## Exercise prompt
In the passage on student health insurance plans below, begin at the words "He says that" and stop after "are unnecessarily costly.". Write that part out again, switching "agents" to "brokers" wherever it appears.

In fact, some of the exclusions are inconsistent with federal consumer protections contained in the recently enacted healthcare reform law, state Attorney General Andrew Cuomo says.

At the same time he disclosed the probe’s findings, state Attorney General Andrew Cuomo announced that he has subpoenaed the records of the 10 largest insurers of students in the nation as well as those of five large brokers, agents and consultants.

He says that was done because the investigation found “troubling and conflicted relationships” between agents and health insurers.

These involved undisclosed contracts that created incentives for the agents to work against the best interests of students and to persuade schools to take and maintain overly costly plans, Cuomo says.

He says the investigation also found that, in addition to providing limited coverage, many school-sponsored plans are unnecessarily costly.

“In many cases, the amount of claims paid out by the insurance company is only a fraction of the premiums students pay, resulting in excessive profits for the insurance companies,” Cuomo says.

Cuomo also says he has sent a letter to more than to more than 300 colleges, universities, professional schools, and trade schools.

In the letter, Cuomo writes he advised them to review their sponsored student health insurance plans and alter potential problems that add gratuitous expenses and put students at risk. The letter was sent to schools across New York and to certain out-of-state institutions attended by New York residents.

He says the investigation, a spinoff of a probe of the student lending industry he launched in 2007, found that many colleges and universities require students to purchase a school-endorsed, private health insurance plan unless students prove that they have comparable insurance coverage.

“Many of the sponsored health care plans looked at during our investigation leave students at risk while providing massive profits for insurance companies,” Cuomo says.

“It is important for students to have adequate health care coverage to protect themselves during times of illness or injury, but a bad health insurance plan can have catastrophic and long-lasting effects on a young person’s life,” he says.

“By being informed of the problematic practices that currently exist in the industry, schools can negotiate for better health plans, and students and their families can be better equipped to select the coverage that is best for them,” he adds.

He estimates that the school-sponsored student health insurance industry generates over $1 billion of revenue per year. Approximately 1,000,000 college students obtain their health insurance through school-sponsored plans nationwide, he says.

## Information provided
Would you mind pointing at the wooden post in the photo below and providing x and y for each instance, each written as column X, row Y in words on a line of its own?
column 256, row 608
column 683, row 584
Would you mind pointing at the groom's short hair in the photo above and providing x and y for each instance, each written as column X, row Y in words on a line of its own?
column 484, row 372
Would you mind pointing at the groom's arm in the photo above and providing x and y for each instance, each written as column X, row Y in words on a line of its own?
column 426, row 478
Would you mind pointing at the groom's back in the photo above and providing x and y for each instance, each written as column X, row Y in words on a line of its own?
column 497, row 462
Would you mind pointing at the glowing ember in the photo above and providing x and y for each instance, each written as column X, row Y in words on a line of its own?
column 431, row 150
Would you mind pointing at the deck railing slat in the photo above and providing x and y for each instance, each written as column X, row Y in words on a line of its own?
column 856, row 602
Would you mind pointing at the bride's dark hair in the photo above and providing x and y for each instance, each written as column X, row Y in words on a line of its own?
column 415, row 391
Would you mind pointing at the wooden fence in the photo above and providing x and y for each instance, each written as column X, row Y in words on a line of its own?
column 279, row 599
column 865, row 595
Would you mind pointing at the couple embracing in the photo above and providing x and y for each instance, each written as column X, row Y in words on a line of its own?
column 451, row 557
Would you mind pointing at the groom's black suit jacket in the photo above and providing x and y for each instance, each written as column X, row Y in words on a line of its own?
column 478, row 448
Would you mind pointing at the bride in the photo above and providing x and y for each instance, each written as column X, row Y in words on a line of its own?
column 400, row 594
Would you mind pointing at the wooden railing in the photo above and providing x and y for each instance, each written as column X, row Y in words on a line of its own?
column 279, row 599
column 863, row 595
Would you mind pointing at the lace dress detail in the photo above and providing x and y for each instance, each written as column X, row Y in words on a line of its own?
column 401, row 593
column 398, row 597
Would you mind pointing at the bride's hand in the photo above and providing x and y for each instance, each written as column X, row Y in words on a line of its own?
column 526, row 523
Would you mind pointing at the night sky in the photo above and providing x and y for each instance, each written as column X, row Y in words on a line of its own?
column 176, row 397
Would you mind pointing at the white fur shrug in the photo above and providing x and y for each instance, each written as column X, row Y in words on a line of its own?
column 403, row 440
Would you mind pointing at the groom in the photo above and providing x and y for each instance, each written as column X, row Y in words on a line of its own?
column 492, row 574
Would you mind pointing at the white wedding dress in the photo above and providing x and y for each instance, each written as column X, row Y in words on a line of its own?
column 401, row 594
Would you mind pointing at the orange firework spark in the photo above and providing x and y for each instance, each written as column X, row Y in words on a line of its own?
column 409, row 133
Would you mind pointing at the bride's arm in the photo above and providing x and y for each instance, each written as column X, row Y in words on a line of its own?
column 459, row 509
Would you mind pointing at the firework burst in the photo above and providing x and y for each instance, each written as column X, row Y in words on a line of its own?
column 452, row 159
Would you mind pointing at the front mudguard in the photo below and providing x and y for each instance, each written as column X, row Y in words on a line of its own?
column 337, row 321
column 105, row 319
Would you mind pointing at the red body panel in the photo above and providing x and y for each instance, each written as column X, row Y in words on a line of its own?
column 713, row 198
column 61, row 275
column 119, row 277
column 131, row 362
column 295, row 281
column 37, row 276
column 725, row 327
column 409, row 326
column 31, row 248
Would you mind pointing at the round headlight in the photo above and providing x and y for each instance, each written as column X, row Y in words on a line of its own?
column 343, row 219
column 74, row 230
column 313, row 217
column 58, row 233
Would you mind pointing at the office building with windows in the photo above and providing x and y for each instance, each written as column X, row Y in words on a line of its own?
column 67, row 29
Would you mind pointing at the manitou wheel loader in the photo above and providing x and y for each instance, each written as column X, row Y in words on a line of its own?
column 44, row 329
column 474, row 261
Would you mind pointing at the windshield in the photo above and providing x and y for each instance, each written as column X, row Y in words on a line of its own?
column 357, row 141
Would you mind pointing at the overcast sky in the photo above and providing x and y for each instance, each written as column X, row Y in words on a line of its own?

## Task response
He says that was done because the investigation found “troubling and conflicted relationships” between brokers and health insurers.

These involved undisclosed contracts that created incentives for the brokers to work against the best interests of students and to persuade schools to take and maintain overly costly plans, Cuomo says.

He says the investigation also found that, in addition to providing limited coverage, many school-sponsored plans are unnecessarily costly.